## Assignment:
The output is the lines below from the one with "Target: green tree" through the one with "Sample output: point(466, 151)", both included, printed exactly and with no other line.

START Data records

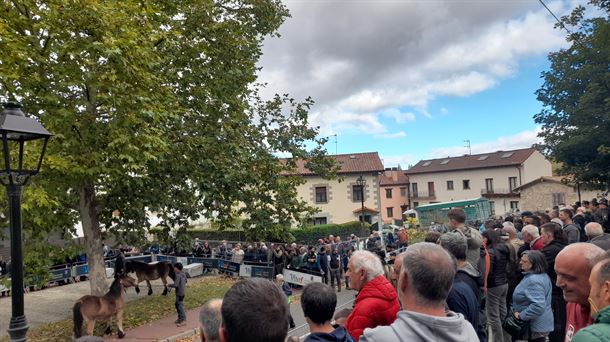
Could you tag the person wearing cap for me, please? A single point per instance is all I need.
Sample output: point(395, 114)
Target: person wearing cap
point(180, 286)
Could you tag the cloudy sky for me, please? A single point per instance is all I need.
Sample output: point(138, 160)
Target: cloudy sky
point(415, 79)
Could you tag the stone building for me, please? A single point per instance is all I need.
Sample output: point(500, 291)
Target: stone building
point(549, 191)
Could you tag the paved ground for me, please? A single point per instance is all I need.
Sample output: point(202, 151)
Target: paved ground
point(164, 328)
point(55, 303)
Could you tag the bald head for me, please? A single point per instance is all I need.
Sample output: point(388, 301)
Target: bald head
point(425, 264)
point(573, 266)
point(210, 318)
point(594, 229)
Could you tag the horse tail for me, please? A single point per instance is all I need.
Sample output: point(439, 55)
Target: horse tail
point(78, 320)
point(171, 272)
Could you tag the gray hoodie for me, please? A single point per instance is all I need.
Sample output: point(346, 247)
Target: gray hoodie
point(415, 327)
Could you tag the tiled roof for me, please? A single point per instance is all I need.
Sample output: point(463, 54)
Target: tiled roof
point(393, 177)
point(475, 161)
point(350, 163)
point(551, 179)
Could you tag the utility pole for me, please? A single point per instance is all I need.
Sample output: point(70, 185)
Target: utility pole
point(467, 141)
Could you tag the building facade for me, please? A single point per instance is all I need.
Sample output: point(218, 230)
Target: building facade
point(546, 192)
point(342, 200)
point(394, 193)
point(494, 175)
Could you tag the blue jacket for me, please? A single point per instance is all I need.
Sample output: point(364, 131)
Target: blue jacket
point(532, 300)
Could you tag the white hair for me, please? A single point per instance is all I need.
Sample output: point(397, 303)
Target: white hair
point(589, 251)
point(531, 230)
point(369, 262)
point(593, 229)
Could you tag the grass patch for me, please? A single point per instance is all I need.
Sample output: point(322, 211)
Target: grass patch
point(140, 311)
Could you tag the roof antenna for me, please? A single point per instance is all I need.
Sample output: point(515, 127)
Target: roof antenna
point(467, 141)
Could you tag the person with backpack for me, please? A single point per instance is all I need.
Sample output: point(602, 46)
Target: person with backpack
point(335, 266)
point(569, 227)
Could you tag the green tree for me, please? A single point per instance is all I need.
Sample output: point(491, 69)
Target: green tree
point(154, 107)
point(576, 96)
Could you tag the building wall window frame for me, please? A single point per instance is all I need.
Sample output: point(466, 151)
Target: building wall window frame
point(321, 194)
point(489, 185)
point(390, 212)
point(512, 183)
point(466, 184)
point(449, 185)
point(388, 193)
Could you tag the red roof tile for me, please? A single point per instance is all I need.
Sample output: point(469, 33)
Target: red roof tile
point(350, 163)
point(393, 177)
point(475, 161)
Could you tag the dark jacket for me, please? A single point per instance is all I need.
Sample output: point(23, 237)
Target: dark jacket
point(550, 251)
point(597, 332)
point(472, 278)
point(179, 284)
point(337, 335)
point(602, 241)
point(499, 256)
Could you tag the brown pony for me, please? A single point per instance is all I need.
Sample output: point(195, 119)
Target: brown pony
point(152, 271)
point(93, 308)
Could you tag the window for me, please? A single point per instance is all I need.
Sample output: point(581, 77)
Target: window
point(319, 220)
point(512, 183)
point(489, 185)
point(321, 196)
point(558, 198)
point(390, 211)
point(466, 184)
point(357, 193)
point(449, 185)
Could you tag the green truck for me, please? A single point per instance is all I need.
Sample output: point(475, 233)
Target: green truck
point(436, 213)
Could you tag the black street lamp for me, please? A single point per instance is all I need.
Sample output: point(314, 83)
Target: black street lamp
point(361, 183)
point(23, 152)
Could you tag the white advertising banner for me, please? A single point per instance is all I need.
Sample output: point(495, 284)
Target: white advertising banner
point(300, 278)
point(245, 271)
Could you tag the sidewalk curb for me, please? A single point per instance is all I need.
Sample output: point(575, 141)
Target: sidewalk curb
point(184, 334)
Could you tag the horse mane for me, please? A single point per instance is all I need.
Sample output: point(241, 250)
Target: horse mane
point(115, 289)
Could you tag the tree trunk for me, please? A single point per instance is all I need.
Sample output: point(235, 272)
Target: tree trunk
point(93, 240)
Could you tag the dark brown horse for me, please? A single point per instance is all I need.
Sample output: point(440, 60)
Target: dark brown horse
point(93, 308)
point(152, 271)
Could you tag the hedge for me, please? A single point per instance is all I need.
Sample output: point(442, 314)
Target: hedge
point(308, 235)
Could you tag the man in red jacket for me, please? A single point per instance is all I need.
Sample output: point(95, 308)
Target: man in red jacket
point(377, 301)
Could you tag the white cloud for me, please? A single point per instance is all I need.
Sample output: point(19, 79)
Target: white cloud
point(362, 60)
point(396, 135)
point(521, 140)
point(403, 160)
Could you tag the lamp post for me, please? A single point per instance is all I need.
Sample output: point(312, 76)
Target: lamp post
point(361, 183)
point(22, 156)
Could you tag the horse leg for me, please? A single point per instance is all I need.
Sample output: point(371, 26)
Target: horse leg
point(119, 322)
point(164, 286)
point(137, 283)
point(108, 330)
point(90, 327)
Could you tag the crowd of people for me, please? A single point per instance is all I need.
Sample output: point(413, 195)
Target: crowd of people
point(541, 276)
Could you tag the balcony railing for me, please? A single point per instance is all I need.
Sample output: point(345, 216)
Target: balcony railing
point(423, 194)
point(498, 191)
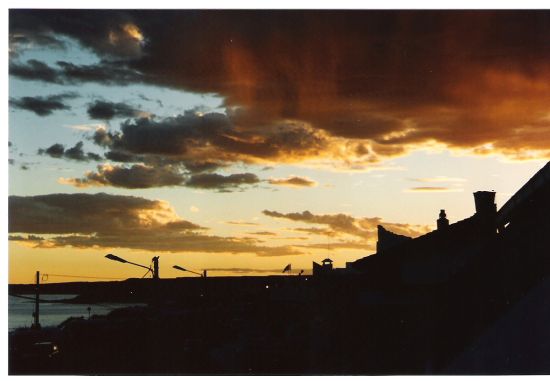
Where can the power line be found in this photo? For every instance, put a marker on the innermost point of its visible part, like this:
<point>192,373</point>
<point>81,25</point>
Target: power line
<point>79,276</point>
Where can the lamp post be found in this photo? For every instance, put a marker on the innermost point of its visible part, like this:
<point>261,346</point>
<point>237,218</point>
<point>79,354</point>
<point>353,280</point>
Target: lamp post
<point>154,270</point>
<point>189,271</point>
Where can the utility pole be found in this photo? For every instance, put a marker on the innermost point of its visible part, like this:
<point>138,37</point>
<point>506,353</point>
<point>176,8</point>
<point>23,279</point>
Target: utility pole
<point>155,267</point>
<point>36,313</point>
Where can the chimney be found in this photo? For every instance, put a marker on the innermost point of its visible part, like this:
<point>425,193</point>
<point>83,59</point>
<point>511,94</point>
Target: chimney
<point>442,221</point>
<point>485,203</point>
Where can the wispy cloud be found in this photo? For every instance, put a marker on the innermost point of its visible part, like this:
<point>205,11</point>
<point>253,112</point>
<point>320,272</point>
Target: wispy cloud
<point>433,189</point>
<point>293,181</point>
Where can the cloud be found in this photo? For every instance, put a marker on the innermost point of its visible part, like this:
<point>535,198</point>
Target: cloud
<point>243,223</point>
<point>43,106</point>
<point>220,182</point>
<point>264,233</point>
<point>18,43</point>
<point>109,110</point>
<point>137,176</point>
<point>433,189</point>
<point>105,73</point>
<point>364,228</point>
<point>245,270</point>
<point>438,179</point>
<point>380,83</point>
<point>35,70</point>
<point>111,34</point>
<point>115,221</point>
<point>76,153</point>
<point>293,181</point>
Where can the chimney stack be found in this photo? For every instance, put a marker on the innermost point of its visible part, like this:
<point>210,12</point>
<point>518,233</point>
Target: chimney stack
<point>485,203</point>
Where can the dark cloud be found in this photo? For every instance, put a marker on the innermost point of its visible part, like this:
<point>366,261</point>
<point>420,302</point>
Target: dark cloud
<point>220,182</point>
<point>394,80</point>
<point>35,70</point>
<point>19,43</point>
<point>112,221</point>
<point>137,176</point>
<point>105,72</point>
<point>109,110</point>
<point>342,223</point>
<point>293,181</point>
<point>243,223</point>
<point>213,140</point>
<point>43,106</point>
<point>244,270</point>
<point>76,153</point>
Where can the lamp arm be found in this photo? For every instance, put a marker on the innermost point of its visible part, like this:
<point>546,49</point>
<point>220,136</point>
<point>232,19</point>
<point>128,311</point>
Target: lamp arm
<point>137,264</point>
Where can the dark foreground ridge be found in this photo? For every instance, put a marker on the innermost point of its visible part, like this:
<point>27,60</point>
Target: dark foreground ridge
<point>469,298</point>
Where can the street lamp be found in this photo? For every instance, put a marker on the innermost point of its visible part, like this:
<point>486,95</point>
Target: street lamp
<point>154,270</point>
<point>189,271</point>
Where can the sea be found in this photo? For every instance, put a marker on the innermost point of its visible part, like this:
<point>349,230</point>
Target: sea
<point>20,311</point>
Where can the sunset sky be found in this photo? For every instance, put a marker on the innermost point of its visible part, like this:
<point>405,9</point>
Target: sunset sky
<point>242,141</point>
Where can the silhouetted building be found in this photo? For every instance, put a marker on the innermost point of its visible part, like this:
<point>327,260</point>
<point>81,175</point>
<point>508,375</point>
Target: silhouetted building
<point>324,269</point>
<point>442,221</point>
<point>388,239</point>
<point>435,256</point>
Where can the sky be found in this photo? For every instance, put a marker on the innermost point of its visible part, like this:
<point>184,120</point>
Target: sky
<point>242,141</point>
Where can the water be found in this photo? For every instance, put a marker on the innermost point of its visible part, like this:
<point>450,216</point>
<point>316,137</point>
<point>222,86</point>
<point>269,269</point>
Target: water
<point>51,314</point>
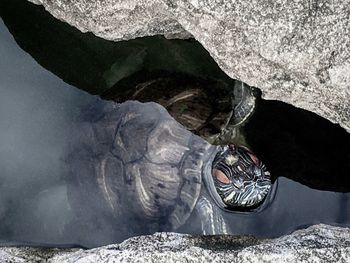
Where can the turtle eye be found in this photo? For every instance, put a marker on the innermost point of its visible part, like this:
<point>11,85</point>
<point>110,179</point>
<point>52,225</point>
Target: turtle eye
<point>221,177</point>
<point>253,158</point>
<point>231,159</point>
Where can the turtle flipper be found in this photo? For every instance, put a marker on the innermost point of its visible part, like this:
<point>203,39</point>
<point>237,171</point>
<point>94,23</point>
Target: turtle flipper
<point>212,223</point>
<point>243,106</point>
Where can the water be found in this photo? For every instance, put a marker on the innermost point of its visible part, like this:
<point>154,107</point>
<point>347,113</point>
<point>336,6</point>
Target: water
<point>39,113</point>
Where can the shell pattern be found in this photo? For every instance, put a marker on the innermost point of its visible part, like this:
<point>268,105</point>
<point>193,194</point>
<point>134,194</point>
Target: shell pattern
<point>139,163</point>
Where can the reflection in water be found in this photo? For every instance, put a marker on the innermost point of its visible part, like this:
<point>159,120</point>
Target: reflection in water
<point>53,194</point>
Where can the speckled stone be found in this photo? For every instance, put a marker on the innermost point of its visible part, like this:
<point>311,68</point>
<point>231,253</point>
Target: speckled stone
<point>294,51</point>
<point>319,243</point>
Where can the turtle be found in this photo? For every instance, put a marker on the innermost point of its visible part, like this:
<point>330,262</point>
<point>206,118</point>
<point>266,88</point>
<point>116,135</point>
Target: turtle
<point>210,108</point>
<point>133,169</point>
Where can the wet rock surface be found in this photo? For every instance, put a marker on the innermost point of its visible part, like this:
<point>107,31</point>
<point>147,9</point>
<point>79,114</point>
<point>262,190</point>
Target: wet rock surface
<point>319,243</point>
<point>296,52</point>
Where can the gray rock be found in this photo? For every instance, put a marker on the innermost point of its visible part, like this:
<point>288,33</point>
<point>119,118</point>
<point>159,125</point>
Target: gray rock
<point>295,51</point>
<point>319,243</point>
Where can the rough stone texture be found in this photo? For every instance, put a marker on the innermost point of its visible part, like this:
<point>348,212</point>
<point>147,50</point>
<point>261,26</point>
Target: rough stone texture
<point>295,51</point>
<point>320,243</point>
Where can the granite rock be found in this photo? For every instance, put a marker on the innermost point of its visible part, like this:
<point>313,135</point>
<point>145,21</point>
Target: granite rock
<point>294,51</point>
<point>319,243</point>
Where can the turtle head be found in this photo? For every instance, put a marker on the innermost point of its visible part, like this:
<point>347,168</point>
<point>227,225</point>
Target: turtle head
<point>240,178</point>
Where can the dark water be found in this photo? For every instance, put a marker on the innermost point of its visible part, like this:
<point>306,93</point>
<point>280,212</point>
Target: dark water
<point>306,154</point>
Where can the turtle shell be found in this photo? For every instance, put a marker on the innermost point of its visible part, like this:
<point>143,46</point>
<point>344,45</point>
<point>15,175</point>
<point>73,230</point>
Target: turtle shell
<point>209,108</point>
<point>138,164</point>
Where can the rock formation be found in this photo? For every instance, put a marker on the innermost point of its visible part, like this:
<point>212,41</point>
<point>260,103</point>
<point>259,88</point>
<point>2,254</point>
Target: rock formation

END Data records

## Exercise output:
Target: green tree
point(154, 107)
point(576, 96)
Could you tag the building wall window frame for me, please? A single point per instance is all I need.
Sample output: point(466, 151)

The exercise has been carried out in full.